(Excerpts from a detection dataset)
──────
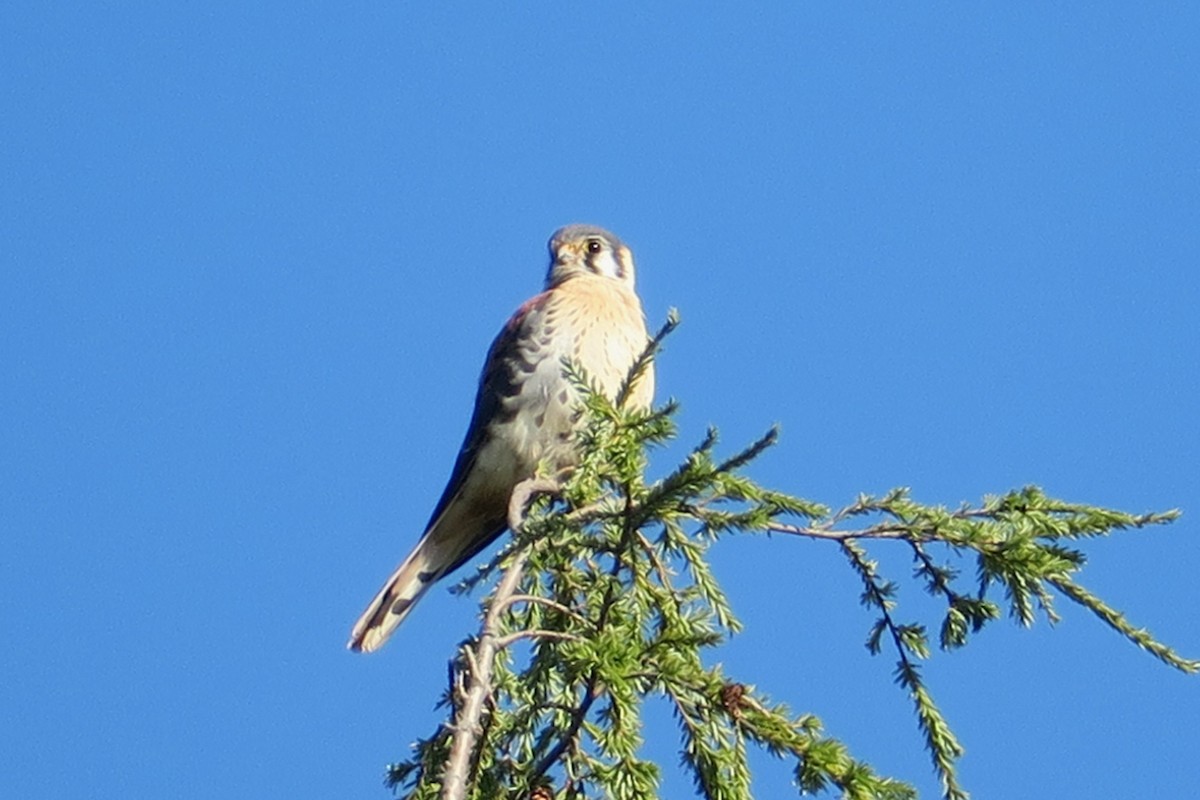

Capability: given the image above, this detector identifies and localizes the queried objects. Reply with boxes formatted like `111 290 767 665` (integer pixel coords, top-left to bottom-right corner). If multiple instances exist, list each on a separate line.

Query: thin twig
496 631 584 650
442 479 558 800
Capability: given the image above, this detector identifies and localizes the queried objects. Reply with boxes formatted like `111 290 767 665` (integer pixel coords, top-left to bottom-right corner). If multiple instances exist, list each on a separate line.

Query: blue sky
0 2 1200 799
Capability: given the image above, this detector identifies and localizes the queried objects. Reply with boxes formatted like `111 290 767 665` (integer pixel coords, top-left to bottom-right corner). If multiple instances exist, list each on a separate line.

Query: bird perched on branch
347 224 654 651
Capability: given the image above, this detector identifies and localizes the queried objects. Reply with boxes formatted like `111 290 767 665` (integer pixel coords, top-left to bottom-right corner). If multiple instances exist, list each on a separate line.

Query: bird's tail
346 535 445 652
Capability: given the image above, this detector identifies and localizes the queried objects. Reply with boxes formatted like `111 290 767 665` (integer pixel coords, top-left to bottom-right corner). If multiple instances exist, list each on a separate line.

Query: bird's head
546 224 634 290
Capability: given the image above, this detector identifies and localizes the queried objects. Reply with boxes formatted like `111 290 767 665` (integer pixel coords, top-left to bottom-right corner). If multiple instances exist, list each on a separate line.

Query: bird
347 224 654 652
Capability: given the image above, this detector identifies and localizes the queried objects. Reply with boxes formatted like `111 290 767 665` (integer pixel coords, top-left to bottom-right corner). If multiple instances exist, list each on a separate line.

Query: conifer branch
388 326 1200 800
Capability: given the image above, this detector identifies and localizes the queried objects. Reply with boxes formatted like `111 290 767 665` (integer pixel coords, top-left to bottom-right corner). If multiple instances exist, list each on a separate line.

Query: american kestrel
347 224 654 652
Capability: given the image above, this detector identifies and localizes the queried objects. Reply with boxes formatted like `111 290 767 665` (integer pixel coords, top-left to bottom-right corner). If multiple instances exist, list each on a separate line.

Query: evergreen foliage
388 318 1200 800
──────
● The exercise:
Pictures are to be left out; all else in the entries above is to be quoted exactly.

● Written solution:
Capability: given the image above, this detector identifies and localizes the queried objects. Reply with boxes formatted like `111 290 767 665` (integer pixel coords, top-left to bottom-right corner). If multiple instances exist, list each on a separate line.

Query: thin twig
496 631 584 650
442 479 558 800
Capability: given the image above, this detector identifies and localizes the queried objects. Reply with boxes formatted like `111 290 767 665` (integer pixel coords, top-left to bottom-right corner). If multiple instances exist, list each on a separate line.

Query: blue sky
0 2 1200 799
Capability: given the image above, this detector identifies and localizes the queried objects. Reply with boxes formatted like `111 290 767 665` (integer pixel coords, top-left to bottom-right corner). If multiple instances exist, list each on a separate line.

Query: bird perched on branch
347 224 654 651
Capability: given the image above, this detector identifies and localizes the queried objects. Reply with boxes formatted like `111 290 767 665` (integer pixel coords, top-left to bottom-right corner). If multiple instances exist, list each on a separate line.

Query: bird's tail
346 535 445 652
Capability: given the image above, this detector identifies and localizes the queried objects. Reply with boxes formatted like `111 290 767 665` (integer pixel coords, top-left to bottom-right corner). If multiple instances exist, list each on a separate line.

Query: bird's head
546 224 634 290
Capability: given the image above, this detector identifies and localizes the queried objects. Reply with boxes formatted like `111 290 767 665` (integer pixel coords, top-left to bottom-right corner). If multiple instances exist, list each on a separate line.

Query: bird
347 224 654 652
Capability: given the image above, this detector identifies and localizes the queried objects. Reply with boxes formatted like `111 290 767 665` (integer pixel coords, top-left to bottom-right corner). If multiple instances exist, list each on a separate line.

Query: conifer branch
388 326 1200 800
Capability: given the image above, this detector identifies and localizes the queried objects. Reply with boxes formatted like `111 290 767 665` (integer pixel coords, top-left to bottom-right corner). If multiple instances exist, list each on a separate line.

Query: american kestrel
347 224 654 652
Capability: given the image above, this detector identifies and localizes the queried objects. Reply with boxes formatted like `111 290 767 665` (integer pixel coords, top-left to bottom-right corner). If multiple instances exist, list each on a separate line.

Query: evergreen foliage
388 318 1200 800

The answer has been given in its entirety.